Brief: Translate this sentence from the zswap patch email below into Spanish: Instead, introduce a third value for the `memory.zswap.writeback` cgroup attribute meaning "follow the parent", and use it as the default value for all cgroups.

Re: [PATCH] zswap: improve memory.zswap.writeback inheritance

From: Nhat Pham
Date: Thu Sep 26 2024 - 22:28:33 EST


On Thu, Sep 26, 2024 at 3:55 PM Ivan Shapovalov <intelfx@xxxxxxxxxxxx> wrote:
>
> Improve the inheritance behavior of the `memory.zswap.writeback` cgroup
> attribute introduced during the 6.11 cycle. Specifically, in 6.11 we
> walk the parent cgroups until we find a _disabled_ writeback, which does
> not allow the user to selectively enable zswap writeback while having it
> disabled by default.
>
> Instead, introduce a third value for the `memory.zswap.writeback` cgroup
> attribute meaning "follow the parent", and use it as the default value
> for all cgroups. Additionally, introduce a `zswap.writeback_disable`
> module parameter which is used as the "parent" of the root cgroup,
> thus making it the global default.
>
> Reads from `memory.zswap.writeback` cgroup attribute will be coerced to
> 0 or 1 to maintain backwards compatilibity. However, it is possible to
> write -1 to that attribute to make the cgroup follow the parent again.
>
> Fixes: e39925734909 ("mm/memcontrol: respect zswap.writeback setting from parent cg too")
> Fixes: 501a06fe8e4c ("zswap: memcontrol: implement zswap writeback disabling")
> Signed-off-by: Ivan Shapovalov <intelfx@xxxxxxxxxxxx>
> ---
> Documentation/admin-guide/cgroup-v2.rst | 17 +++++++++++------
> Documentation/admin-guide/mm/zswap.rst | 9 ++++++++-
> include/linux/memcontrol.h | 3 ++-
> include/linux/zswap.h | 6 ++++++
> mm/memcontrol.c | 24 +++++++++++++++++-------
> mm/zswap.c | 9 +++++++++
> 6 files changed, 53 insertions(+), 15 deletions(-)
>
> diff --git a/Documentation/admin-guide/cgroup-v2.rst b/Documentation/admin-guide/cgroup-v2.rst
> index 95c18bc17083..eea580490679 100644
> --- a/Documentation/admin-guide/cgroup-v2.rst
> +++ b/Documentation/admin-guide/cgroup-v2.rst
> @@ -1717,10 +1717,12 @@ The following nested keys are defined.
> entries fault back in or are written out to disk.
>
> memory.zswap.writeback
> - A read-write single value file. The default value is "1".

Stored data:
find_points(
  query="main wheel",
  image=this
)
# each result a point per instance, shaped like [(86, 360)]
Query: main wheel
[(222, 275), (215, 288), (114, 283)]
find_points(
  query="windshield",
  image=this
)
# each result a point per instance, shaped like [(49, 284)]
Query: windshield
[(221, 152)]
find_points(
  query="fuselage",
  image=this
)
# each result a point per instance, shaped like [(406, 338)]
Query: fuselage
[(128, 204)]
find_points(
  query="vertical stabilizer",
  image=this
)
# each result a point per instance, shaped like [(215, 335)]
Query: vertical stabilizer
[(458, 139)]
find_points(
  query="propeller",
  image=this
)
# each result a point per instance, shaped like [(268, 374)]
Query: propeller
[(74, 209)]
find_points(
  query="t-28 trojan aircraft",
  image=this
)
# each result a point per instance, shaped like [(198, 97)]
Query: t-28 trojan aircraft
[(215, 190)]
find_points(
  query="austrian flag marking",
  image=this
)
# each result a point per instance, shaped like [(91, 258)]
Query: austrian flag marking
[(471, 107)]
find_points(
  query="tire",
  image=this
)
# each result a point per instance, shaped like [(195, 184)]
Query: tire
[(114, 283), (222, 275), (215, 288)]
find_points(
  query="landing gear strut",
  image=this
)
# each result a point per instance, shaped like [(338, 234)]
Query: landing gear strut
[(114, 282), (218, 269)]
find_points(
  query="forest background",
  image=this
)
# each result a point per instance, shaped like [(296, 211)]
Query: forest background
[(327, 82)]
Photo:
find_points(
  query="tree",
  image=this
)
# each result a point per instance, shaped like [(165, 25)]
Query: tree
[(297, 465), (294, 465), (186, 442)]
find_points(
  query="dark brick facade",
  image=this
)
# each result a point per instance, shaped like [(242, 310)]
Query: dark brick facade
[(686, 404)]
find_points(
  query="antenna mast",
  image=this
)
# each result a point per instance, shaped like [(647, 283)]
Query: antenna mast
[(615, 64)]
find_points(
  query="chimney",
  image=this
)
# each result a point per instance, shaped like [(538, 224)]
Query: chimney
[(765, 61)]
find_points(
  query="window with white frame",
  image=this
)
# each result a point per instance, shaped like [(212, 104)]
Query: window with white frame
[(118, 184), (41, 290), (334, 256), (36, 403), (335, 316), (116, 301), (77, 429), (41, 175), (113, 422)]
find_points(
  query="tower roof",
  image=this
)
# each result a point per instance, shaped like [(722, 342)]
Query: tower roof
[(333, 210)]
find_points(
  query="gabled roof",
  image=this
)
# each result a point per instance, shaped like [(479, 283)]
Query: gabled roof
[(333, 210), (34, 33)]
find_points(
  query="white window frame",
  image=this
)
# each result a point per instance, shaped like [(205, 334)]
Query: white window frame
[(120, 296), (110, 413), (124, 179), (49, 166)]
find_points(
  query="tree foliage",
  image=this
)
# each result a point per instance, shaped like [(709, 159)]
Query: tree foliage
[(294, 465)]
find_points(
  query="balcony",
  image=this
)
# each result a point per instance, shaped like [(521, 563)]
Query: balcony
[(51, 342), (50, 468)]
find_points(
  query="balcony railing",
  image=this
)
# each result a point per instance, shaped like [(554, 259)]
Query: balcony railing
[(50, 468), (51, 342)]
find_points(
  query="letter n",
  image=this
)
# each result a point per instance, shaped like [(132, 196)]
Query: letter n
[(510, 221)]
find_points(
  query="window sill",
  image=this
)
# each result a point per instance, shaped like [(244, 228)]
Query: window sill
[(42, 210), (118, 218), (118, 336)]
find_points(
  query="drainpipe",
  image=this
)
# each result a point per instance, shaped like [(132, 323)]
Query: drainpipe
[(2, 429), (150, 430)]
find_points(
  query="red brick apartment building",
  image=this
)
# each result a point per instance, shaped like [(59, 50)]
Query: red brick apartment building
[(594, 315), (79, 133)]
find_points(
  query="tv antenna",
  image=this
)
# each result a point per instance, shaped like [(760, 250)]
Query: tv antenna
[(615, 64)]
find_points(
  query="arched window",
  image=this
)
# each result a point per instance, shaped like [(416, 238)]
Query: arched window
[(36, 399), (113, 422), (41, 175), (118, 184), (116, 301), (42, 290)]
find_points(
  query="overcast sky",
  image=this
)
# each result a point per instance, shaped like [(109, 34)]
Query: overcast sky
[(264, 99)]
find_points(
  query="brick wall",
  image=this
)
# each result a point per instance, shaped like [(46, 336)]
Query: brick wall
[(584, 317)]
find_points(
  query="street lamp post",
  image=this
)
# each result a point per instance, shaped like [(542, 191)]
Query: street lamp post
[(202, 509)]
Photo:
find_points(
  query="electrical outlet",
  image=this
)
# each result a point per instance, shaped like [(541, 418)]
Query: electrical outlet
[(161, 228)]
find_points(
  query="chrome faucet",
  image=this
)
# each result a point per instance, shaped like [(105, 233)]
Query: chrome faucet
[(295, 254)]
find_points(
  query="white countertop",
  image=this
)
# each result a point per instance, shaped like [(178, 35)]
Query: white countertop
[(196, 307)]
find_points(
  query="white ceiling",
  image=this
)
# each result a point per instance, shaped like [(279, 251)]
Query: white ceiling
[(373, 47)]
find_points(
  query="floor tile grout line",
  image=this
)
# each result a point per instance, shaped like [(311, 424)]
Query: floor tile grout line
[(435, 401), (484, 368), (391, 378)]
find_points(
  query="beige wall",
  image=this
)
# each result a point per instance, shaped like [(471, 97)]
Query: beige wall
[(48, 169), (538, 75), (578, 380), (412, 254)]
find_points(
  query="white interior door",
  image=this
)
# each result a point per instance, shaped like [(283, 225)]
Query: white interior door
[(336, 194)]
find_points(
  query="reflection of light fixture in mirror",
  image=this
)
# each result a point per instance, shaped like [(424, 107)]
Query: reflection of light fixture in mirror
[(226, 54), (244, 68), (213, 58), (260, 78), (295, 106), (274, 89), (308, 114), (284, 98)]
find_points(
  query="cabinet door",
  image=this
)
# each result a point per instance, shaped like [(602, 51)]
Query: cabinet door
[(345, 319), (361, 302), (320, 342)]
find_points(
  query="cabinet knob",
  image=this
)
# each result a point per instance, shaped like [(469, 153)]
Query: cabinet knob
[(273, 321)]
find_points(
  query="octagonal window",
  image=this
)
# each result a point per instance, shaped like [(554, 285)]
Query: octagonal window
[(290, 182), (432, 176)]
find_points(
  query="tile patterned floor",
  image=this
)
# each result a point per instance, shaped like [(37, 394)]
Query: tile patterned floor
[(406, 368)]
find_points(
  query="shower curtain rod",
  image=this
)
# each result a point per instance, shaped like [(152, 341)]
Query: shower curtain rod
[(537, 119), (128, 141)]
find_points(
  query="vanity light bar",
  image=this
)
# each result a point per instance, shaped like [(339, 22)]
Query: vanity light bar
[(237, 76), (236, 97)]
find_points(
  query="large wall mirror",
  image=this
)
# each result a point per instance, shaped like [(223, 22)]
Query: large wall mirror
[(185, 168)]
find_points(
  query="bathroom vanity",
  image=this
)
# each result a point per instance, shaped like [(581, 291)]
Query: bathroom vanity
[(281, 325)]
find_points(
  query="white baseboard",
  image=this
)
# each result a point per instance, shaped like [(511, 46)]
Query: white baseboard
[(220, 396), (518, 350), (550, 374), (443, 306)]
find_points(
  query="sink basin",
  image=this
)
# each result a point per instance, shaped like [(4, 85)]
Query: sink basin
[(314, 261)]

Solution to the exercise: En su lugar, introducir un tercer valor para el atributo de cgroup `memory.zswap.writeback` que signifique "seguir al padre", y usarlo como valor predeterminado para todos los cgroups.